◆ **Your goal**:
Swap "mountain slope" for "hillside" in the material from the line containing "Would you point at the green shrub" through the line containing "point(1259, 536)", and write out only those lines with nothing else altered.

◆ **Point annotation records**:
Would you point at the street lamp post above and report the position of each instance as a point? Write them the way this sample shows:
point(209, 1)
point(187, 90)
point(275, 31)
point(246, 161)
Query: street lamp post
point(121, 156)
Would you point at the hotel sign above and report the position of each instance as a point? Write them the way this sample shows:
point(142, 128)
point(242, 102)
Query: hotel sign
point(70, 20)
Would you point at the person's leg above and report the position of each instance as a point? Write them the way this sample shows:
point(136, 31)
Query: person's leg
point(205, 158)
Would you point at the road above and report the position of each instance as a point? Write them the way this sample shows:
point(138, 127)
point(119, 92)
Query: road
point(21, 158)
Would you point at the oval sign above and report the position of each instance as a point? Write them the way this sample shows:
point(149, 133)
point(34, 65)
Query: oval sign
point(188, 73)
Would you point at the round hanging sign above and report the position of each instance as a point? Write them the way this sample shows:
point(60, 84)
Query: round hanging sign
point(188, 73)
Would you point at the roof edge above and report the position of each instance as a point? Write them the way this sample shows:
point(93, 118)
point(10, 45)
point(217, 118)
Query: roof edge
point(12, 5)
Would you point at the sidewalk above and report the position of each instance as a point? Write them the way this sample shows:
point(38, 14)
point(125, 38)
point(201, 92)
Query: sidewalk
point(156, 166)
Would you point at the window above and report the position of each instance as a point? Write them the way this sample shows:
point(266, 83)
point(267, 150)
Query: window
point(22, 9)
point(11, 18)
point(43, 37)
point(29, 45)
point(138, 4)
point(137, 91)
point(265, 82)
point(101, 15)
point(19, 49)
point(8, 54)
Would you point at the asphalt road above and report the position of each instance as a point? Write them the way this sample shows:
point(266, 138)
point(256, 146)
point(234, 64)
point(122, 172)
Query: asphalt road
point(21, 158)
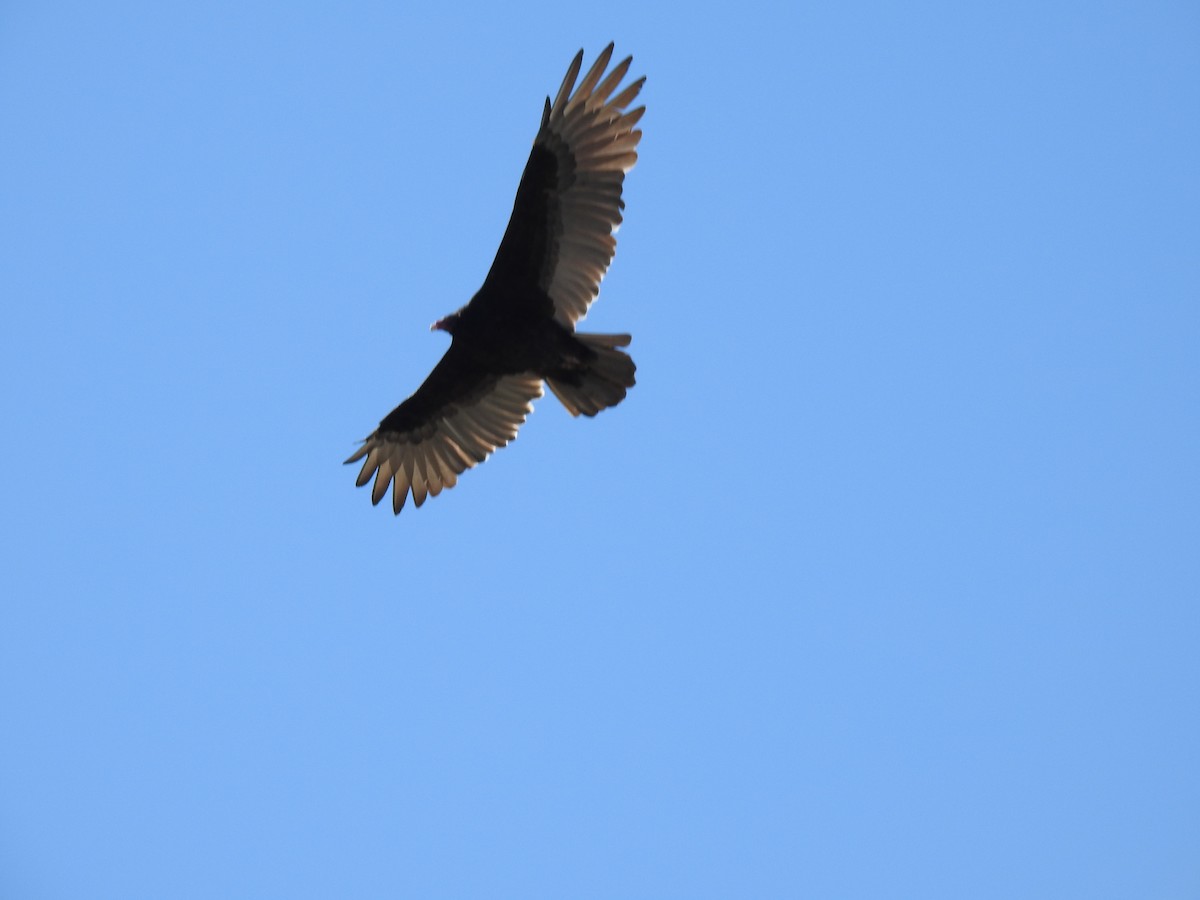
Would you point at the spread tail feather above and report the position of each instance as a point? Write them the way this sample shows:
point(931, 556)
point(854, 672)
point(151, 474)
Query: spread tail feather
point(605, 381)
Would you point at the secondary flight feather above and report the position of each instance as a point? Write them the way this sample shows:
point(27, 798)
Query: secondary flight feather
point(517, 333)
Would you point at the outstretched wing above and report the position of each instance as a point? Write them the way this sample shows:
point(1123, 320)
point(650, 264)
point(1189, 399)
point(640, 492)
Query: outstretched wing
point(562, 235)
point(454, 421)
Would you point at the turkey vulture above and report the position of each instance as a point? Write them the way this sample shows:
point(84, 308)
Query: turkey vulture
point(519, 329)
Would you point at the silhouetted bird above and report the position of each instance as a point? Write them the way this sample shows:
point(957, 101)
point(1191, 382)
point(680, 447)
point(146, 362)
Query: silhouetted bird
point(519, 330)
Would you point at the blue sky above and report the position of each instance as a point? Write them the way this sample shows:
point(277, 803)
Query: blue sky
point(882, 582)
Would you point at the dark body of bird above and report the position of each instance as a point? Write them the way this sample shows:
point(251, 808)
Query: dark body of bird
point(519, 330)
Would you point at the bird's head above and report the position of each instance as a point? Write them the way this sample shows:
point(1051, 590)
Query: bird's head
point(447, 324)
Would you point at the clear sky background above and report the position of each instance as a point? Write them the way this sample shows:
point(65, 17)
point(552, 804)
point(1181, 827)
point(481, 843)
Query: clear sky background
point(883, 582)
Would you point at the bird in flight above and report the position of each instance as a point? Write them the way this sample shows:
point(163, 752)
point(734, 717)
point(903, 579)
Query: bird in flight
point(519, 329)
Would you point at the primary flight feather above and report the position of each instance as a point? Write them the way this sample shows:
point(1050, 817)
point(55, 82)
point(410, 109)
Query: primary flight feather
point(519, 330)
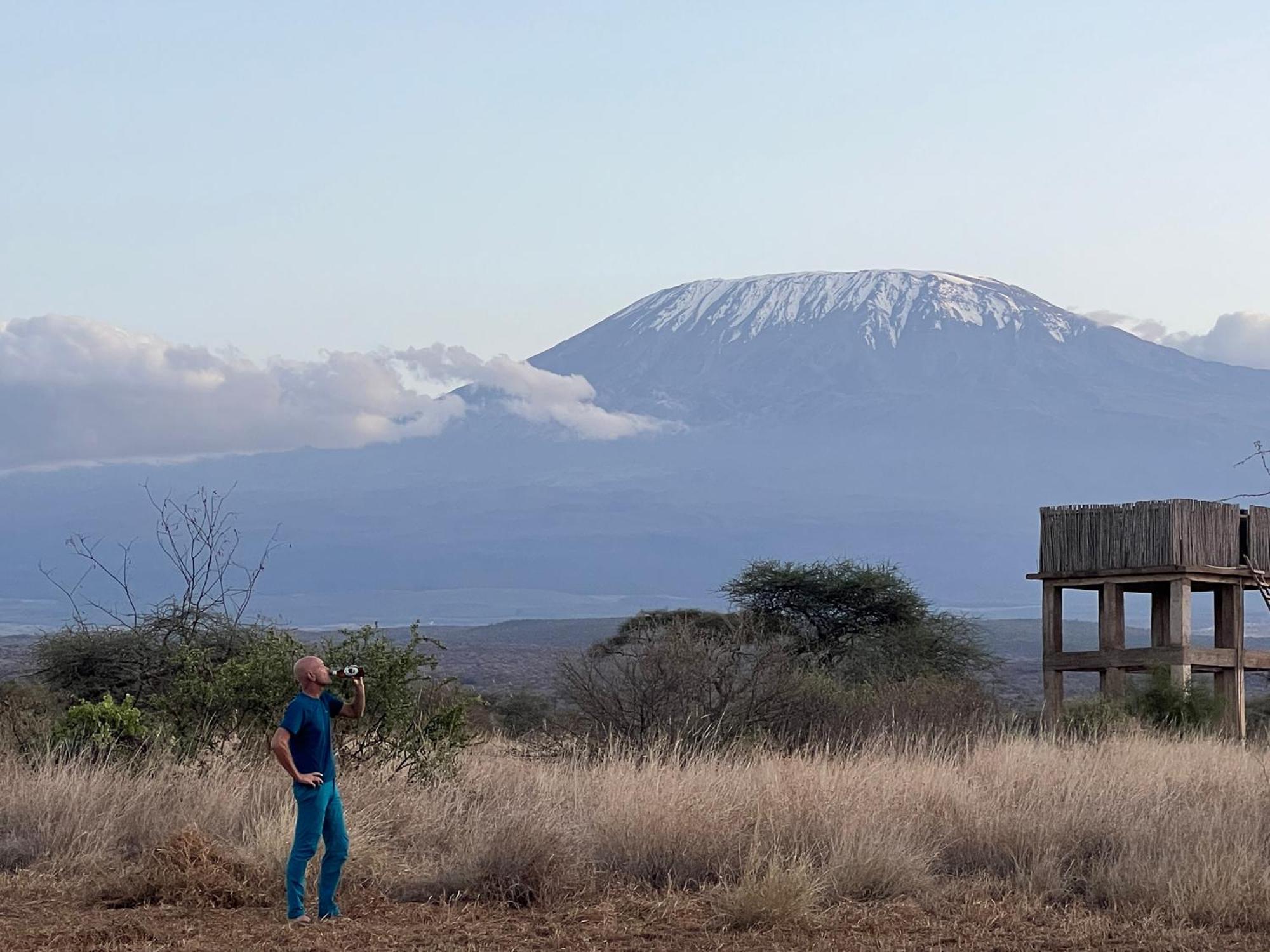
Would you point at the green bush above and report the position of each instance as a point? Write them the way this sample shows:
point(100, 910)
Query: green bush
point(858, 621)
point(413, 724)
point(1170, 706)
point(523, 711)
point(1092, 719)
point(101, 728)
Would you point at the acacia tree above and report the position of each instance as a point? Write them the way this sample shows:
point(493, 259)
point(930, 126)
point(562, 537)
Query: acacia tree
point(858, 621)
point(117, 645)
point(686, 676)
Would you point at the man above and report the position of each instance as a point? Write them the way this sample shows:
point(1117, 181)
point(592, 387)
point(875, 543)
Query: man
point(303, 746)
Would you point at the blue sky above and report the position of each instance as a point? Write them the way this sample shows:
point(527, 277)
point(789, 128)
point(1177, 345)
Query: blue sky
point(294, 177)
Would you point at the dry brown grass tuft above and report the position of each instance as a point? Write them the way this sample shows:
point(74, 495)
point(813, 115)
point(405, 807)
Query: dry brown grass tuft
point(1133, 826)
point(777, 892)
point(190, 870)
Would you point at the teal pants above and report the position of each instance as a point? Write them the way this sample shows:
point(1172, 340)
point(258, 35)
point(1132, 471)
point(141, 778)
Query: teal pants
point(319, 813)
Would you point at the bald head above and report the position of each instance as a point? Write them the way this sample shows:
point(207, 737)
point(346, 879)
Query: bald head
point(311, 670)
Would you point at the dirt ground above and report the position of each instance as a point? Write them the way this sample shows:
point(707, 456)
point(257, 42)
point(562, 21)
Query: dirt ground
point(645, 923)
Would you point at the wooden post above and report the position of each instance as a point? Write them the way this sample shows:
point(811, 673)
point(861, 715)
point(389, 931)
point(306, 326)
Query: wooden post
point(1179, 628)
point(1160, 615)
point(1052, 643)
point(1229, 682)
point(1112, 638)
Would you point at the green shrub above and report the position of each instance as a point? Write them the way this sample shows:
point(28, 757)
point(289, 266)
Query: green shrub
point(523, 711)
point(1092, 719)
point(413, 724)
point(1172, 706)
point(101, 728)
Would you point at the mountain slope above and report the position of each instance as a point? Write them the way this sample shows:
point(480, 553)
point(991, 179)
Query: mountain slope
point(718, 351)
point(912, 417)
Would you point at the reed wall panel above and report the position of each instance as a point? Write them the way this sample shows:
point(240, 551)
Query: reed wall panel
point(1175, 532)
point(1259, 536)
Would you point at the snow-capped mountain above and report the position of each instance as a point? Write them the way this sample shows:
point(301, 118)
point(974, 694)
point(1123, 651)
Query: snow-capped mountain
point(726, 350)
point(879, 305)
point(916, 417)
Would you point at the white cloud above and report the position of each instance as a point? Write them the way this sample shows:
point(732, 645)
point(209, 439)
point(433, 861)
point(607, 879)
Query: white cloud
point(531, 393)
point(1240, 338)
point(76, 390)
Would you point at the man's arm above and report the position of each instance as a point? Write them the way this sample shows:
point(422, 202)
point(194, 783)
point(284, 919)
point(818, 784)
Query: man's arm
point(358, 706)
point(281, 748)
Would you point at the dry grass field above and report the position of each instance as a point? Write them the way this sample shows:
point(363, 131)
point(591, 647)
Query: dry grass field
point(1136, 842)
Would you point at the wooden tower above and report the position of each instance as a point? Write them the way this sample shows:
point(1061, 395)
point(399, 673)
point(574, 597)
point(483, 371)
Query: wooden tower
point(1174, 552)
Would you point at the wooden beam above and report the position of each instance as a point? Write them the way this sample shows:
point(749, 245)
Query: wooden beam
point(1178, 633)
point(1159, 573)
point(1230, 684)
point(1051, 619)
point(1053, 710)
point(1112, 637)
point(1159, 616)
point(1133, 659)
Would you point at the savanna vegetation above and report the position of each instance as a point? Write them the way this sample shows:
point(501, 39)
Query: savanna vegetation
point(825, 764)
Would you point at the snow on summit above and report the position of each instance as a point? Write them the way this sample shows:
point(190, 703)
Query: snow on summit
point(882, 303)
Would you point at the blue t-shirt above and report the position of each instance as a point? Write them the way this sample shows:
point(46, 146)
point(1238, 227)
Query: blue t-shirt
point(308, 720)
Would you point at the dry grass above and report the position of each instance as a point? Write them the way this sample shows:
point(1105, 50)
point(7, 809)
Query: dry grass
point(1131, 830)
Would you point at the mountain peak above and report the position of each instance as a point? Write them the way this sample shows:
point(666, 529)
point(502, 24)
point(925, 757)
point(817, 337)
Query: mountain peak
point(883, 305)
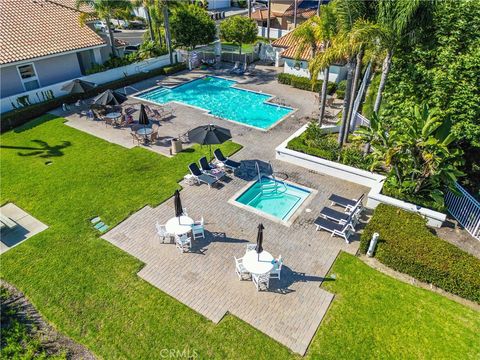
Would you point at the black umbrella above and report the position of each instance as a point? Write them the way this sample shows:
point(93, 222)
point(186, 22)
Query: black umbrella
point(209, 135)
point(178, 205)
point(259, 247)
point(143, 119)
point(78, 86)
point(110, 97)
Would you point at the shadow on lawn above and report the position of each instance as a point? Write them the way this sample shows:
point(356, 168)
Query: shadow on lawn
point(43, 150)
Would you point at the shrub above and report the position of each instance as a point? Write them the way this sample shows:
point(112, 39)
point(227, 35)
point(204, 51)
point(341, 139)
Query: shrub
point(304, 83)
point(408, 246)
point(20, 116)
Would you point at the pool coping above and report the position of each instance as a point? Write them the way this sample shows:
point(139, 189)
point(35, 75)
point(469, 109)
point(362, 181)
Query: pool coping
point(293, 217)
point(208, 112)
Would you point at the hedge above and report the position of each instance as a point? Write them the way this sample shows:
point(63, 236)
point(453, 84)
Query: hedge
point(304, 83)
point(408, 246)
point(17, 117)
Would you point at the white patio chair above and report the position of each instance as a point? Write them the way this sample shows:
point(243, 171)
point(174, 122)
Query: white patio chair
point(162, 232)
point(261, 281)
point(198, 229)
point(183, 243)
point(251, 247)
point(277, 269)
point(240, 270)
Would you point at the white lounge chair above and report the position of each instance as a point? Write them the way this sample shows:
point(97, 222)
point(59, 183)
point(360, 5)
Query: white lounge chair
point(162, 232)
point(261, 281)
point(240, 270)
point(183, 243)
point(277, 269)
point(198, 229)
point(342, 230)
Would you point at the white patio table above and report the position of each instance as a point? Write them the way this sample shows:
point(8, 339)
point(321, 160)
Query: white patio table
point(181, 227)
point(258, 263)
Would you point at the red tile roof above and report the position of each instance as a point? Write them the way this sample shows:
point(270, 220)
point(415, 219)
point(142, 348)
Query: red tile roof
point(35, 28)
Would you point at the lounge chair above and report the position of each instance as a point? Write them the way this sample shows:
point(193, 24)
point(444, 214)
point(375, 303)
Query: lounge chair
point(201, 177)
point(210, 170)
point(230, 164)
point(348, 204)
point(341, 217)
point(342, 230)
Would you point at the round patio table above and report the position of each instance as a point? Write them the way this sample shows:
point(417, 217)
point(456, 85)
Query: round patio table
point(258, 263)
point(181, 227)
point(113, 115)
point(144, 131)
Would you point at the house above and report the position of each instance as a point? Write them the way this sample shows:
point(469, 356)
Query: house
point(295, 63)
point(42, 43)
point(282, 13)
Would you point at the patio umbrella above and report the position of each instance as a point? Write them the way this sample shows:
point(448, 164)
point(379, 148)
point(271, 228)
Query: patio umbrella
point(209, 135)
point(78, 86)
point(259, 247)
point(110, 97)
point(178, 205)
point(143, 118)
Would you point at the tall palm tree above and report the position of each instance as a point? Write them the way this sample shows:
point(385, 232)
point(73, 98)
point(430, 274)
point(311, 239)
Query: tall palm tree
point(317, 33)
point(400, 18)
point(104, 9)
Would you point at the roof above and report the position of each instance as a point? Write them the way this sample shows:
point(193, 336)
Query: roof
point(290, 44)
point(261, 15)
point(36, 28)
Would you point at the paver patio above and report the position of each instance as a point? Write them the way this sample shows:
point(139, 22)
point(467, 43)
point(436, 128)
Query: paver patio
point(205, 279)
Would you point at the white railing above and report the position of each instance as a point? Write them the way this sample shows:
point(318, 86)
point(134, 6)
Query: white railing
point(466, 209)
point(274, 33)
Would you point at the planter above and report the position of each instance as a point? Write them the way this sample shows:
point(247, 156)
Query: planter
point(348, 173)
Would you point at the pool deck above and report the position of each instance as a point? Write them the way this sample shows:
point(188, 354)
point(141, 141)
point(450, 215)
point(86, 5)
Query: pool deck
point(204, 279)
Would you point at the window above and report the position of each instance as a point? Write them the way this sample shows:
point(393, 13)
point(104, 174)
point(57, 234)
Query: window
point(28, 76)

◆ **Answer for the task**:
Would you point at the green shrub above and report the position of each instance as a point? Write them the way this sample shows:
point(28, 757)
point(289, 266)
Query: green shrub
point(523, 711)
point(1092, 719)
point(413, 724)
point(1172, 706)
point(101, 728)
Would you point at the hillside above and report the position of each instance as a point? Write them the way this sample shows:
point(480, 553)
point(991, 179)
Query: hillside
point(718, 351)
point(912, 417)
Would you point at the reed wall panel above and report the position of each instance as a point? Write them the way this sample shows:
point(240, 551)
Query: reed wall panel
point(1175, 532)
point(1259, 536)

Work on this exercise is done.